PROMPT => How many lines in the data below contain the string "window"? Reply with the number alone.

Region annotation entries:
************

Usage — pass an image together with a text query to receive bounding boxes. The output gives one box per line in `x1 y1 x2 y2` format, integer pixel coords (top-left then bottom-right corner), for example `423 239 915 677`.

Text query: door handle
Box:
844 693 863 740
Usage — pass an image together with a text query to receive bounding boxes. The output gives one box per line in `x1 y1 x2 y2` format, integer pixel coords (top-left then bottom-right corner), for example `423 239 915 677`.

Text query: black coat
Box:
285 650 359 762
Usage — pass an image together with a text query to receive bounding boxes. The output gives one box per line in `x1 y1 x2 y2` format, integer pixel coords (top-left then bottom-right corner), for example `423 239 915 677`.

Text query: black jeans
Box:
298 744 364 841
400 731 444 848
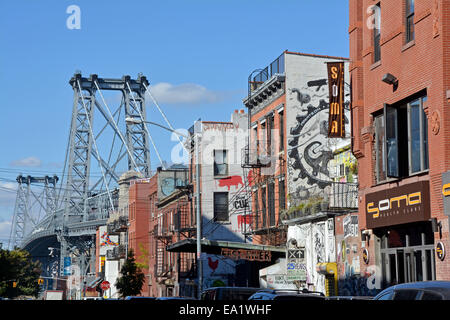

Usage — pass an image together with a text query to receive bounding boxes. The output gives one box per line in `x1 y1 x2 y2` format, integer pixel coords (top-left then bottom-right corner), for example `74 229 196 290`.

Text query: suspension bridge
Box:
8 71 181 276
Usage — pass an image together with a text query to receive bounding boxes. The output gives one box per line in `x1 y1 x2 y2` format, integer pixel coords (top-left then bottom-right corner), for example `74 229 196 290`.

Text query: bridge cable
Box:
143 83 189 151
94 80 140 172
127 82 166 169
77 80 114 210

************

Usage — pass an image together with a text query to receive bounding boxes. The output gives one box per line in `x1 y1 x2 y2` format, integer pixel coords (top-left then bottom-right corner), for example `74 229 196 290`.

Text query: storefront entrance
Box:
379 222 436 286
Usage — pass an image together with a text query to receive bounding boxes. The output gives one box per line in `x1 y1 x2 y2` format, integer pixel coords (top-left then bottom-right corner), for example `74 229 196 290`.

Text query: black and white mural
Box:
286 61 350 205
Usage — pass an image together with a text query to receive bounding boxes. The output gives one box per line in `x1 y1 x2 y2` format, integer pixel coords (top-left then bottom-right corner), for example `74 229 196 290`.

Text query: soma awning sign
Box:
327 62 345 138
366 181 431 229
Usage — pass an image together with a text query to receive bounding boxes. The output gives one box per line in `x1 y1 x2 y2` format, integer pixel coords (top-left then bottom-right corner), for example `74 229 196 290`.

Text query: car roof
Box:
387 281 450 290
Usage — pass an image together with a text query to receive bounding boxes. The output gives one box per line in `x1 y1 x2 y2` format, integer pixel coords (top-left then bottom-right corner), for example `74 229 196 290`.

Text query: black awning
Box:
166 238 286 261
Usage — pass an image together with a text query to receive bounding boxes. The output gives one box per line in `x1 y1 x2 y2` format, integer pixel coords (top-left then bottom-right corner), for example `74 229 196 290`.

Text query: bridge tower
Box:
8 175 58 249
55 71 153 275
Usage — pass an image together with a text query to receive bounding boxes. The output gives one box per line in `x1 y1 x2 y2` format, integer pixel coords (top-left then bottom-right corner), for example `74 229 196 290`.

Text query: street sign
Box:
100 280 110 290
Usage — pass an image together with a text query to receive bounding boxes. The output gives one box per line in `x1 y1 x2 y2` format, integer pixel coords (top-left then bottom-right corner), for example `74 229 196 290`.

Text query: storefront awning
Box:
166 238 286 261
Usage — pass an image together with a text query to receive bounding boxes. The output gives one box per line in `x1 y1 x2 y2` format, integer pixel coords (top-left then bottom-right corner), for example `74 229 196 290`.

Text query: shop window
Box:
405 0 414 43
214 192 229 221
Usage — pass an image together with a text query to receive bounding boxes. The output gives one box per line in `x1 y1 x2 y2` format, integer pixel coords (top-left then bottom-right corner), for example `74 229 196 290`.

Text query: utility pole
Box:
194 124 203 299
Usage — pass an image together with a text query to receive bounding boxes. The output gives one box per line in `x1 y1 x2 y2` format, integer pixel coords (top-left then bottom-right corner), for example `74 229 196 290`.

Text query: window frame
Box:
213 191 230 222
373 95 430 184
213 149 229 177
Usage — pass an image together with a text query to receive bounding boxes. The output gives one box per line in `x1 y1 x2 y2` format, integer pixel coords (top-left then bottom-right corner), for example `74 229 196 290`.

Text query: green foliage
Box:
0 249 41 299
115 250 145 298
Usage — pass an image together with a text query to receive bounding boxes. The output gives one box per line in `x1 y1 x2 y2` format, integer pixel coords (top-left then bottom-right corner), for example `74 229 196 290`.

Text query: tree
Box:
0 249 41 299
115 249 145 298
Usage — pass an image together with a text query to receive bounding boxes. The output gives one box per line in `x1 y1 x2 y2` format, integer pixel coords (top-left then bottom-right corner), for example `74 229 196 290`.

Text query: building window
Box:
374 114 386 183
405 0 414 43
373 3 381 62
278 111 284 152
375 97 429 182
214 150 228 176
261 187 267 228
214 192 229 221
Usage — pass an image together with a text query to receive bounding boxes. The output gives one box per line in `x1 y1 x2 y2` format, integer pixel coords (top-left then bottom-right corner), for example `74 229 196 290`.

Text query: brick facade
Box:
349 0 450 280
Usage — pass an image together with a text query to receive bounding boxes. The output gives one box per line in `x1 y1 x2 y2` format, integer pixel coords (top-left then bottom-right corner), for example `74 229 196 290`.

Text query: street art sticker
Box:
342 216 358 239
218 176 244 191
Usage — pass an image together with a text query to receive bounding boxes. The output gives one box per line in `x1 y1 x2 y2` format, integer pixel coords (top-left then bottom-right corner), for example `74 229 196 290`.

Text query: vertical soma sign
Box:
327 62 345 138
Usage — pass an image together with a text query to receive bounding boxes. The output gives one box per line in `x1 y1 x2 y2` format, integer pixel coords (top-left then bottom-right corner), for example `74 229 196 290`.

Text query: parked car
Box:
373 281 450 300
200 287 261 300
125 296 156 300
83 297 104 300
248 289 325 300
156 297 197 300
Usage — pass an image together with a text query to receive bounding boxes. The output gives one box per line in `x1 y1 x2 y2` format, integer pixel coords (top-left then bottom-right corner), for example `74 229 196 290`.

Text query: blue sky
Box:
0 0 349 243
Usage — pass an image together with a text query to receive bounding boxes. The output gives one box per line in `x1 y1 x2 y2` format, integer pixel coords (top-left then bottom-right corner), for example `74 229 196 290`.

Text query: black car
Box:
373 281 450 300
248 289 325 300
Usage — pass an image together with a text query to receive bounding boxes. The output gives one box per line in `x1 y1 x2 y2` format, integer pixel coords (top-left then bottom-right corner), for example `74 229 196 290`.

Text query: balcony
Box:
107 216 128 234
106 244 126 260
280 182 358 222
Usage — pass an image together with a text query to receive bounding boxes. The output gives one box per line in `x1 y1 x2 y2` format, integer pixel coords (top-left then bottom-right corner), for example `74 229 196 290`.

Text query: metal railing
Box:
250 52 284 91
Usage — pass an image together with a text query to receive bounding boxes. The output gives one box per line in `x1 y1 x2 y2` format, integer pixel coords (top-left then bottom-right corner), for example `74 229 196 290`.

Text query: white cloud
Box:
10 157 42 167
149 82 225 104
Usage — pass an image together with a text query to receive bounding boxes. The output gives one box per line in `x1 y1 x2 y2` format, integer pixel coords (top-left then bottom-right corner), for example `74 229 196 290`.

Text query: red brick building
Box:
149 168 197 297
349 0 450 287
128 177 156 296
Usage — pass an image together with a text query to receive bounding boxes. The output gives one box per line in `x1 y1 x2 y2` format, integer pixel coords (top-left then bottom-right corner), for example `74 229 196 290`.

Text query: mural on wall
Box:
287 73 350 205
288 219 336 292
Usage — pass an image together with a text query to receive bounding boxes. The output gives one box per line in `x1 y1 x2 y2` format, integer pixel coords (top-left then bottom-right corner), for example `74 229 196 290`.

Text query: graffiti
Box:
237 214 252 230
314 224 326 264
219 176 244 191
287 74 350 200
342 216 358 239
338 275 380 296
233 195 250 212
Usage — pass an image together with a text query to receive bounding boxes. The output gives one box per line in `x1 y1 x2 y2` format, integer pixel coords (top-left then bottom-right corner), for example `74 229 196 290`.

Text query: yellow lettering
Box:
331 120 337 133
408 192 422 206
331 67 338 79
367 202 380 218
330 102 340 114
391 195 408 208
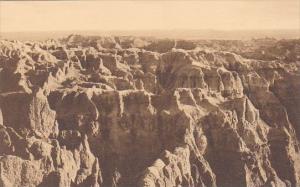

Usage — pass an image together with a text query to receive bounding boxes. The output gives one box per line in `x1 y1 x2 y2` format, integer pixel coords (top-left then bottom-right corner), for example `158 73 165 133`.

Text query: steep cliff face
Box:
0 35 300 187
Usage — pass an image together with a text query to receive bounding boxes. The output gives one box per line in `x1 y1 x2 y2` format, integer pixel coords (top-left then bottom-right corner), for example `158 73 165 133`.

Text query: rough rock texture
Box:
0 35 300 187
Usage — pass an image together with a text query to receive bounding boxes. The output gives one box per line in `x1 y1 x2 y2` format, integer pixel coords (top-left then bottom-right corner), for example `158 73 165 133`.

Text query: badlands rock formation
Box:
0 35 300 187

************

SOLUTION => 3